Supplied data:
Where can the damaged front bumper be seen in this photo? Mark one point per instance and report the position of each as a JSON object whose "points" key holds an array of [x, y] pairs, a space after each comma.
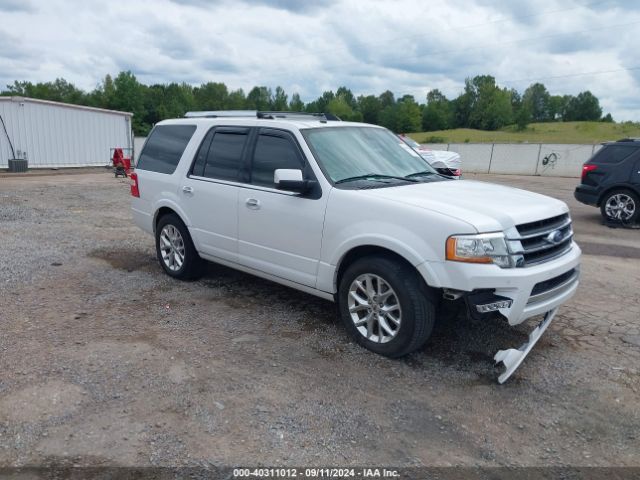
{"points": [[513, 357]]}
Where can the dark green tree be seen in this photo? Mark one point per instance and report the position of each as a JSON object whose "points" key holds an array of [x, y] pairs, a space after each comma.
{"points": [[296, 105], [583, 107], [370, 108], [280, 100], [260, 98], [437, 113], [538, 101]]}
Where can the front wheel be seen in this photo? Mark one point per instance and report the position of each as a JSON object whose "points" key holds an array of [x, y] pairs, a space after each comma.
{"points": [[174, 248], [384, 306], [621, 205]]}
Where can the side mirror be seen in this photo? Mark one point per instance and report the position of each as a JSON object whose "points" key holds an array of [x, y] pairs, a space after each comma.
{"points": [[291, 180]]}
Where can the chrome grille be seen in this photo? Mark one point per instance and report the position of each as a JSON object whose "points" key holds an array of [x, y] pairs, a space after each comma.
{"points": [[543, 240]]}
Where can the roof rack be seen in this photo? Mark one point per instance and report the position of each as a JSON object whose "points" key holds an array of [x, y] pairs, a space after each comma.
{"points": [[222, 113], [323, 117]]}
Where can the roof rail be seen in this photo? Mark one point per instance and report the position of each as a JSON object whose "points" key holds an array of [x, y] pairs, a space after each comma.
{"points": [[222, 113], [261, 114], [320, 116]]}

Written request: Starting at the line that contains "Where can the roof rail" and ending with the last of the entries, repeat every line, requests included, with each coordinate in the answers scaled by 2 and rounded to a whole number, halves rounded up. Leave the requests unchanged.

Result below:
Where can the roof rail be seen in this photo? Mark one point per instance and report the position of each as a JSON object whose "points" key holds an array of [x, y] pairs, a space after each comma.
{"points": [[444, 226], [522, 228], [640, 232]]}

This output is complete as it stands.